BNNs neal1993bayesian can describe complex stochastic patterns with well-calibrated confidence estimates. An example of this is shown in Figure 1, which demonstrates that the BNN is uncertain in its predictions when shown completely irrelevant input, in comparison to a standard NN, which is wrongfully overconfident. Hence with BNNs, we can treat special cases explicitly gal2016dropout and they have become relevant in applications where the notion of uncertainty is essential.
However, the advantage of BNNs comes with a burden: due to the high dimensionality of modern BNNs, it is intractable to analytically compute their predictive uncertainty. Instead, it is necessary to approximate the predictive distribution through Monte Carlo sampling that requires the users to perform repeated sampling of random numbers and then run the same input data through the BNN multiple times, which degradates the hardware performance. Several algorithmic approximation techniques and hardware architectures cai2018vibnn, myojin, 9116302 have been proposed to improve the hardware performance of BNNs. Nevertheless, there are particular drawbacks in these approaches: 1) The implementation needs of both an NN engine and a sampler makes the design resource and memory-demanding, and thus current accelerators can only support BNNs consisting solely of linear layers or binary operations, which does not reflect the need in the industrial or research communities in terms of the current state-of-the-art BNN architectures; 2) To obtain the uncertainty prediction, these accelerators simply perform forward passes through the whole network repeatedly without considering the actual algorithmic needs of BNNs, which makes them times slower than standard NNs.

Written tasks —
• 1. Rewrite the paragraph in the text on Bayesian neural networks that begins "However, the advantage of BNNs" as a concise bulleted list that retains its main facts.
• 2. According to the text on Bayesian neural networks, what technique is necessary to approximate the predictive distribution of a BNN?
• 3. List every citation key that appears in the text on Bayesian neural networks.
The records bear no relation to the text on Bayesian neural networks.

Records shown —
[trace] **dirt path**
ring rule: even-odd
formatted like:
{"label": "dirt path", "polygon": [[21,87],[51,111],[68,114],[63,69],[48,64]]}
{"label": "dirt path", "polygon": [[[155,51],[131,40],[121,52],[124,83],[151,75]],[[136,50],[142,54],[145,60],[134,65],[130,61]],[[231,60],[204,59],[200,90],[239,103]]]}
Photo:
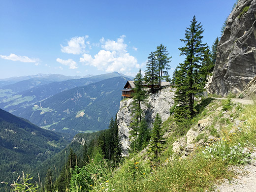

Full solutions —
• 1.
- Modern BNNs are high-dimensional, so their predictive uncertainty cannot be computed analytically.
- The predictive distribution must instead be approximated by Monte Carlo sampling: random numbers are sampled repeatedly and the same input is run through the BNN multiple times, which degrades hardware performance.
- Several algorithmic approximation techniques and hardware architectures have been proposed to improve BNN hardware performance.
- Drawback 1: Needing both an NN engine and a sampler makes designs resource- and memory-demanding. Current accelerators therefore support only BNNs made solely of linear layers or binary operations, which does not match current state-of-the-art BNN architectures.
- Drawback 2: These accelerators obtain uncertainty by repeatedly running forward passes through the whole network without regard to the actual algorithmic needs of BNNs, which makes them times slower than standard NNs.

• 2. Monte Carlo sampling.

• 3.
- neal1993bayesian
- gal2016dropout
- cai2018vibnn
- myojin
- 9116302